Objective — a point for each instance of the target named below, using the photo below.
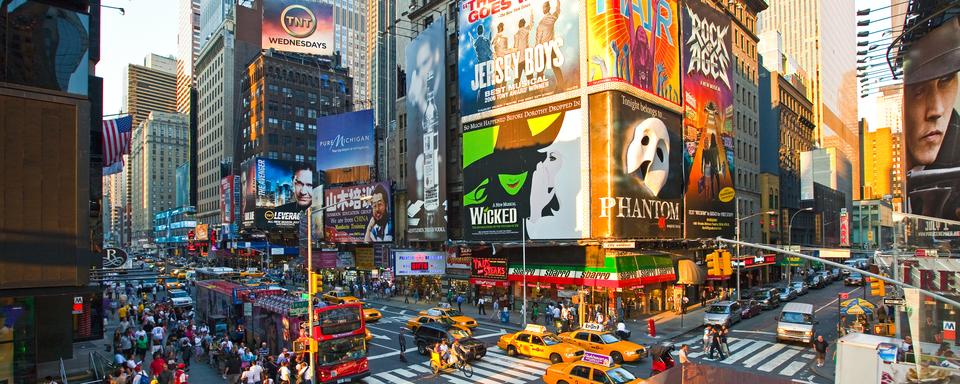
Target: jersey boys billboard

####################

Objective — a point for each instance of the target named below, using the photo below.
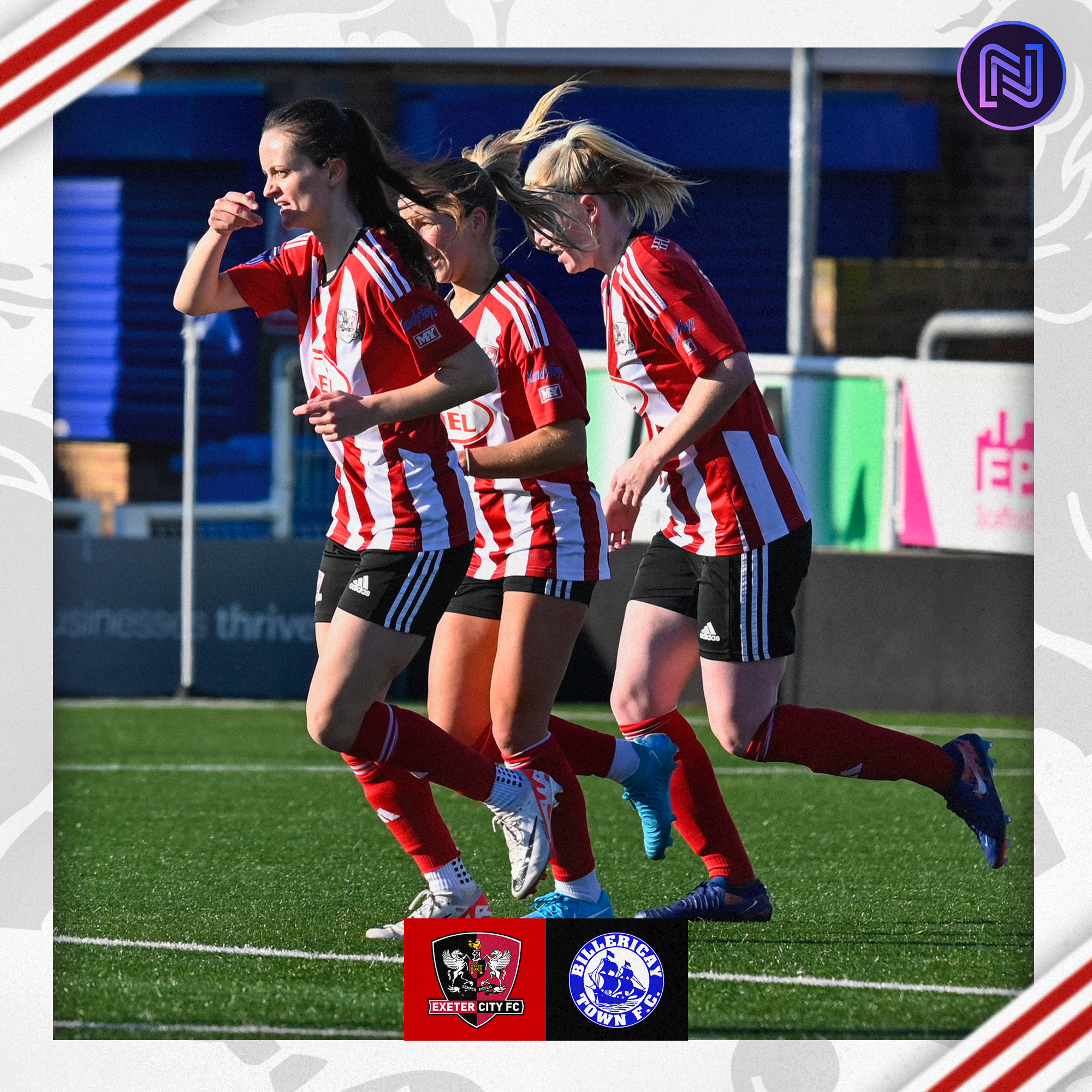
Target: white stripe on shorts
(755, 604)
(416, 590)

####################

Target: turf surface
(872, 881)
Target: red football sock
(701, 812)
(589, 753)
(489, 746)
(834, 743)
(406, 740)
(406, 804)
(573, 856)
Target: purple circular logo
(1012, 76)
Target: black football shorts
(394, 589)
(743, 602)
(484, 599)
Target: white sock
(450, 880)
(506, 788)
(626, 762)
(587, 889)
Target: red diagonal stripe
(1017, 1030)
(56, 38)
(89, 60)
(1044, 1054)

####################

> _WHAT NEEDS TO BE DONE_
Render everything from the line containing "Target: purple circular logo" down to the line containing "(1044, 1054)", both included, as a Markdown table with the columns No. and Line. Number each line in order and leave out any blank lines.

> _COMPLETED EXERCISE_
| No. | Line |
|---|---|
| 1 | Target: purple circular logo |
| 2 | (1012, 76) |
| 3 | Target: black football shorts |
| 4 | (394, 589) |
| 5 | (743, 602) |
| 6 | (484, 599) |
| 7 | Target: white sock |
| 8 | (450, 880) |
| 9 | (506, 788) |
| 10 | (626, 762) |
| 11 | (587, 889) |
| 12 | Target: red diagonal stripe |
| 13 | (1017, 1030) |
| 14 | (56, 38) |
| 15 | (89, 60) |
| 16 | (1044, 1054) |